[Records drawn from a dataset]

*-*-*

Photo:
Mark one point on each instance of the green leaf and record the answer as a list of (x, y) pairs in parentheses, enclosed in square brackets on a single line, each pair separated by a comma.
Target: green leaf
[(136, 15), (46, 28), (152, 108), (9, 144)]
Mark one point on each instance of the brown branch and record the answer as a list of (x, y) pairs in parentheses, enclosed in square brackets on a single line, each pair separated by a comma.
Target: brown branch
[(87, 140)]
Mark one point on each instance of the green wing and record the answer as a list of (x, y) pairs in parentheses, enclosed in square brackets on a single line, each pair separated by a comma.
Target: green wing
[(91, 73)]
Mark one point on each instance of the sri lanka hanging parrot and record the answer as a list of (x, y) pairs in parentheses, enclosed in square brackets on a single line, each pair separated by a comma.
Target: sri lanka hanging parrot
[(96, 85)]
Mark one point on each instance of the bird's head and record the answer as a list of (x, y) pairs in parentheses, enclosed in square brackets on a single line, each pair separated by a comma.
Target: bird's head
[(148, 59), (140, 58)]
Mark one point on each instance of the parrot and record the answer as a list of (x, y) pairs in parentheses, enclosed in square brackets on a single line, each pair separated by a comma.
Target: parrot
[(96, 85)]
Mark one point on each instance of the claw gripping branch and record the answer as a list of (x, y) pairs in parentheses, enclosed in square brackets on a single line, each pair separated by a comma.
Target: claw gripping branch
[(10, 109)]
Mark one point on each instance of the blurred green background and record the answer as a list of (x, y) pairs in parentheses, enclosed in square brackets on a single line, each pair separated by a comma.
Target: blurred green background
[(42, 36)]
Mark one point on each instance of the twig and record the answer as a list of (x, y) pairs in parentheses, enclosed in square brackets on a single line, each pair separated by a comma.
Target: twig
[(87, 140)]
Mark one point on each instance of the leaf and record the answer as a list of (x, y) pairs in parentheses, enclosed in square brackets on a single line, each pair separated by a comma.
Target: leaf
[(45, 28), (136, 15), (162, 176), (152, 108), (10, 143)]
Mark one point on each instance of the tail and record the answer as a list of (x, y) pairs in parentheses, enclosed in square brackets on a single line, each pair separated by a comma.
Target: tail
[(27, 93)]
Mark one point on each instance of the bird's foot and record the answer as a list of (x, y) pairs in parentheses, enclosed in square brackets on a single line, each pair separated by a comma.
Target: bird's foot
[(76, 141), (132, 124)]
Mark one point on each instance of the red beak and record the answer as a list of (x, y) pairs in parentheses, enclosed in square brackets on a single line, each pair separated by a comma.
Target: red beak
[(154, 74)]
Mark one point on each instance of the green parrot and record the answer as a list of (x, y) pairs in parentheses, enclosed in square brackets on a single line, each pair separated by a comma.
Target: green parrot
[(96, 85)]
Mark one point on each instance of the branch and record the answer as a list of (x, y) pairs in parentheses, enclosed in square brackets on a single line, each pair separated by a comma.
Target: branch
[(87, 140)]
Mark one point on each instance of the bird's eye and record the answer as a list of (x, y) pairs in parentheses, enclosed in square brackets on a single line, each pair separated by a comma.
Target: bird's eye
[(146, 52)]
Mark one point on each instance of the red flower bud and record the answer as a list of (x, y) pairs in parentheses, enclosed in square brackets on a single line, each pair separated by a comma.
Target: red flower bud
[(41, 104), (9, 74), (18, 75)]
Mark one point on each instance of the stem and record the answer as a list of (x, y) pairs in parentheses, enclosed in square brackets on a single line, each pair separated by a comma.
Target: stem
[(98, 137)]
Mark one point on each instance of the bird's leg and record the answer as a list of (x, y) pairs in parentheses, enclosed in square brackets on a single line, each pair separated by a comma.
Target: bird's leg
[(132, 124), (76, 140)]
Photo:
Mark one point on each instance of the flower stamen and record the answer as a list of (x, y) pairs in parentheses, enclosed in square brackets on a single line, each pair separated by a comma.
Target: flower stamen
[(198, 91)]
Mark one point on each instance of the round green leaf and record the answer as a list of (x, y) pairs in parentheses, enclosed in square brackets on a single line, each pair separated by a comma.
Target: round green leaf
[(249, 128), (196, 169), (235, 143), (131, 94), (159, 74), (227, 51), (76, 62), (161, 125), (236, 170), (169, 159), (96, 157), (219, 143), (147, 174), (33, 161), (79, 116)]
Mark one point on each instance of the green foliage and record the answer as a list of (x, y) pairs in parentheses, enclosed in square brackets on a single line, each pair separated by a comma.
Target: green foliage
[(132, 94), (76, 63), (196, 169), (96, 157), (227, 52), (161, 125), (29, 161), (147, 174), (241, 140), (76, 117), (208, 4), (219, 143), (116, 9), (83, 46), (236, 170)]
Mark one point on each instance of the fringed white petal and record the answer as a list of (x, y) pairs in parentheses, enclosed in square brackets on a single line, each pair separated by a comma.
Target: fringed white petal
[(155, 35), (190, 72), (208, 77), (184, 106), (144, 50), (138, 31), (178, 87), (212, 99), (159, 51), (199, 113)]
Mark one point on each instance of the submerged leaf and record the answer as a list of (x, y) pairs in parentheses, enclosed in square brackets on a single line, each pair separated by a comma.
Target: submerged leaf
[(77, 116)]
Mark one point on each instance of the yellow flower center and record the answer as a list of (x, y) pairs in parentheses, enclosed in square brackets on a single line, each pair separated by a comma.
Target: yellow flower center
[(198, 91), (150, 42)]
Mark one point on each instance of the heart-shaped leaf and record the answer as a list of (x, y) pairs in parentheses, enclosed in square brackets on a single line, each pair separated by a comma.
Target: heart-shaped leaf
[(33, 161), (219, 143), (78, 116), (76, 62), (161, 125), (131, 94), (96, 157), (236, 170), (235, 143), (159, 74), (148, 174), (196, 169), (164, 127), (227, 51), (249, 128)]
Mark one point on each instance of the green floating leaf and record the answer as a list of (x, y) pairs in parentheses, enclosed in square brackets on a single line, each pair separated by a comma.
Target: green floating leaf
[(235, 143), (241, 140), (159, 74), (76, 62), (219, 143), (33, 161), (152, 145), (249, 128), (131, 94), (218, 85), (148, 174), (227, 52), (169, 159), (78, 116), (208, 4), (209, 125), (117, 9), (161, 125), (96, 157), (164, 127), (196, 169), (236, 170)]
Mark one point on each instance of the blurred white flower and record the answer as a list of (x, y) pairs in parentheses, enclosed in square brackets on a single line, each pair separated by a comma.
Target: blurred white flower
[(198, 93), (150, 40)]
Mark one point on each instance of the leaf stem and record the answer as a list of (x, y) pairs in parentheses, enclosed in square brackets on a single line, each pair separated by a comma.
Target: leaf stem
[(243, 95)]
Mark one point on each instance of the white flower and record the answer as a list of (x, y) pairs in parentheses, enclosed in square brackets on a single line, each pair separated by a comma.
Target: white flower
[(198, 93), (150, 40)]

*-*-*

TASK GOAL:
Output each line of the records above exactly.

ANSWER TO THE PROBLEM:
Photo:
Mark one point on each instance of the green leaf and record the answer as a list of (x, y) pairs in parentheses, enclosed in square brackets on a single line, each pair separated by a comma.
Target: green leaf
[(136, 15), (46, 28), (152, 108), (9, 144)]
Mark one point on each instance of the brown branch and record the answer as a list of (x, y) pairs in parentheses, enclosed in square brackets on a single line, each pair separated by a comma.
Target: brown branch
[(87, 140)]
Mark one point on each instance of the green wing and record the answer as a list of (x, y) pairs in parentheses, enclosed in square brackets on a single line, each pair separated by a comma.
Target: green wing
[(91, 73)]
Mark one point on each instance of the sri lanka hanging parrot and record the answer as a list of (x, y) pairs in parentheses, enclosed in square brackets on a single line, each pair separated by a comma.
Target: sri lanka hanging parrot
[(96, 85)]
Mark one point on each instance of the bird's head and record the answer as a list of (x, y) pairs in parentheses, enclosed in square brackets on a single line, each pair separated by a comma.
Target: bird's head
[(148, 59), (140, 58)]
Mark one point on each instance of the parrot and record the answer as a list of (x, y) pairs in parentheses, enclosed in square brackets on a single line, each pair separated by a comma.
Target: parrot
[(96, 85)]
Mark one point on each instance of the claw gripping branch and record the answer as a list of (x, y) pairs in parentheses, enclosed in square brackets on a single line, each pair separated by a comma.
Target: claw gripping branch
[(10, 109)]
Mark one point on each instance of the blurred green background and record the answer as a list of (x, y) pairs in parentheses, enclosed in square brackets on a single line, each pair separated by a comma.
Target: blurred green background
[(42, 36)]
Mark one point on each instance of the twig and record the answer as a list of (x, y) pairs in parentheses, enclosed in square brackets on a single line, each pair separated by a comma.
Target: twig
[(87, 140)]
Mark one point on each instance of the leaf and record the answer as a list of (x, y) pairs in parentheses, enclosed in square brackets on a single line, each pair separated by a comma.
Target: leaf
[(45, 28), (136, 15), (162, 176), (152, 108), (10, 143)]
Mark one point on each instance of the tail and record the answer as a list of (x, y) pairs in parentheses, enclosed in square brackets on a single line, each pair separated by a comma.
Target: tail
[(27, 93)]
Mark one point on each instance of the bird's foot and record the answer as a list of (x, y) pairs in parentheses, enclosed in square brackets on a single line, each pair separated by a comma.
Target: bird's foot
[(76, 141), (132, 124)]
Mark one point on each instance of the red beak and record the answer as a list of (x, y) pairs in parentheses, enclosed in square brackets on a single line, each pair separated by a comma.
Target: red beak
[(154, 74)]
Mark one point on each instance of the green parrot and record the answer as a list of (x, y) pairs in parentheses, enclosed in square brackets on a single line, each pair separated by a comma.
Target: green parrot
[(96, 85)]
Mark one point on each instance of the branch and record the answer as a list of (x, y) pairs in parentheses, enclosed in square brackets on a single line, each pair separated by a comma.
Target: branch
[(87, 140)]
Mark one point on each instance of the bird's eye and record the answer as a list of (x, y) pairs in parentheses, enclosed in square brackets on a single line, each pair separated by a comma.
Target: bird's eye
[(146, 52)]
Mark one point on each instance of the red flower bud and record the answer as a list of (x, y) pairs in parentheses, enclosed in square brackets on a single line, each pair separated by a comma.
Target: red flower bud
[(41, 104), (9, 74), (18, 75)]
Mark one point on each instance of the stem and record the answer as a list of (x, y) pairs in parentheses, enclosed in square brackets on a single line, each pair separated by a comma.
Target: stem
[(98, 137)]
Mark one point on each instance of the bird's leg and record the answer as a list of (x, y) pairs in parentheses, enclosed in square brackets on a single line, each pair separated by a comma.
Target: bird's leg
[(132, 124), (76, 140)]
Photo:
Mark one point on each instance of the flower stamen and record the answer as a list of (x, y) pairs in parentheses, enclosed in square brackets on a single line, each pair separated by a comma.
Target: flower stamen
[(198, 91)]
Mark one point on each instance of the round green leaf and record the answer as a list of (x, y) pairs in parentheses, enclosed in square brackets on a single line, each pair separated by a comma.
Target: round green leaf
[(249, 128), (196, 169), (235, 143), (131, 94), (159, 74), (227, 51), (76, 62), (161, 125), (236, 170), (169, 159), (96, 157), (219, 143), (147, 174), (33, 161), (79, 116)]
Mark one point on each instance of the green foliage and record the answer as a list of (x, y) pairs in parentheses, enclosed in square brackets on a single line, each pair separated by a comma.
Target: green foliage
[(132, 94), (76, 63), (196, 169), (96, 157), (227, 52), (161, 125), (29, 161), (147, 174), (241, 140), (76, 117), (208, 4), (219, 143), (116, 9), (83, 46), (236, 170)]
Mark one point on each instance of the fringed white petal and record the answer as a list of (x, y) pairs in parentheses, enclosed in square brackets on a single line, each pair separated by a comma.
Target: fringed white petal
[(155, 35), (190, 72), (208, 77), (184, 106), (144, 50), (138, 31), (178, 87), (212, 99), (159, 51), (199, 113)]
Mark one point on each instance of the submerged leaf and record the answer as a list of (x, y) pairs in parentheses, enclosed in square brackets on a single line, each pair separated by a comma.
Target: submerged leaf
[(77, 116)]
Mark one point on each instance of the yellow flower center and record the answer as a list of (x, y) pairs in parentheses, enclosed in square brackets on a single line, each pair separated by a comma.
Target: yellow flower center
[(198, 91), (150, 42)]
Mark one point on each instance of the heart-shaped leaf and record the answer as a list of (x, y) pairs in parentheses, enclosed in square brackets on a single line, each pair separated by a comma.
Target: heart-shaped leaf
[(33, 161), (219, 143), (78, 116), (76, 62), (161, 125), (131, 94), (96, 157), (236, 170), (235, 143), (159, 74), (148, 174), (196, 169), (164, 127), (227, 51), (249, 128)]
Mark one point on each instance of the green floating leaf and record the answer as a list of (x, y) pairs in parentheses, enclosed in square brackets on a single line, each pair separated by a comma.
Target: green floating leaf
[(235, 143), (241, 140), (159, 74), (76, 62), (219, 143), (33, 161), (152, 145), (249, 128), (131, 94), (218, 85), (148, 174), (227, 52), (169, 159), (78, 116), (208, 4), (209, 125), (117, 9), (161, 125), (96, 157), (164, 127), (196, 169), (236, 170)]
Mark one point on each instance of the blurred white flower and record the answer as a list of (x, y) pairs in parentheses, enclosed in square brackets on a single line, each pair separated by a comma.
Target: blurred white flower
[(198, 93), (150, 40)]
Mark one point on each instance of the leaf stem and record the answer as a list of (x, y) pairs in parentheses, enclosed in square brackets on a single line, each pair separated by a comma.
Target: leaf stem
[(243, 95)]
Mark one point on each instance of the white flower and record the answer as a list of (x, y) pairs in parentheses, enclosed in square brackets on a single line, each pair separated by a comma.
Target: white flower
[(198, 93), (150, 40)]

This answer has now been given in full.